PROBLEM DESCRIPTION
Please copy the entries below, swapping every "Pinpoint" for "Locate" and leaving everything else unchanged.

____________________

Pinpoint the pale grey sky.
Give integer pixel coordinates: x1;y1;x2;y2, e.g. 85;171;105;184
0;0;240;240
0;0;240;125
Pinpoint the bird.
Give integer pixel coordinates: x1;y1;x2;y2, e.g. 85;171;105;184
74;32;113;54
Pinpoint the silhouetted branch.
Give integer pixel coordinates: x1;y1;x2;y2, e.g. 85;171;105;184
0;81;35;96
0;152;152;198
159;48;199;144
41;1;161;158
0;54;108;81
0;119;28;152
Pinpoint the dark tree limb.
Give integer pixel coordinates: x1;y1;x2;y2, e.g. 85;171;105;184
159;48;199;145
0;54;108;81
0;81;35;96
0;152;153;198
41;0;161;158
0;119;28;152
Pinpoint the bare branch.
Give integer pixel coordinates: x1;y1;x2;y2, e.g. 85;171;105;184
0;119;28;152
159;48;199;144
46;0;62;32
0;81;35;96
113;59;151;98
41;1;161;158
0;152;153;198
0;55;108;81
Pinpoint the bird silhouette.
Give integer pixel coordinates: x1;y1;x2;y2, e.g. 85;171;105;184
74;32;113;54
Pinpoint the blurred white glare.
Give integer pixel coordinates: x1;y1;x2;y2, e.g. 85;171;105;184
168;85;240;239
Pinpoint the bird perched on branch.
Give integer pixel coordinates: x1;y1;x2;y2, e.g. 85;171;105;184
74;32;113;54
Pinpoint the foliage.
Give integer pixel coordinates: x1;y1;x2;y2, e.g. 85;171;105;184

____________________

EXPECTED ANSWER
Locate the pale grey sky.
Give integer pixel coordinates: x1;y1;x2;y2, e.g. 85;171;105;184
0;0;240;240
0;0;240;125
Locate the bird.
Give integer pixel coordinates: x1;y1;x2;y2, e.g. 85;171;105;184
74;32;113;54
Locate the silhouetted branch.
Give integer pixel coordinates: x1;y1;x2;y2, e.g. 85;171;105;184
0;81;35;96
0;152;152;198
159;48;199;144
41;1;161;158
0;54;108;81
0;119;28;152
Locate the dark tree limb.
Give integer pixel coordinates: x1;y1;x2;y2, e.g. 85;171;105;184
159;48;199;145
0;54;108;81
0;81;35;96
0;152;153;198
41;0;161;158
0;119;28;152
Locate the bare branch.
Give integer pixel coordinates: x1;y1;x2;y2, e.g. 85;171;105;184
0;119;28;152
159;48;199;144
46;0;62;32
0;81;35;96
113;59;151;98
41;1;161;158
0;152;153;198
0;55;108;81
Locate the bird silhouette.
Give integer pixel coordinates: x1;y1;x2;y2, e.g. 85;171;105;184
74;32;113;54
Locate the blurred white glare.
Give integer pixel coordinates: x1;y1;x2;y2, e.g. 85;171;105;184
168;85;240;239
Locate the bird perched on branch.
Give integer pixel coordinates: x1;y1;x2;y2, e.g. 85;171;105;184
74;32;113;54
Locate the foliage.
Give integer pixel coordinates: x1;y1;x2;y2, e.g. 85;171;105;184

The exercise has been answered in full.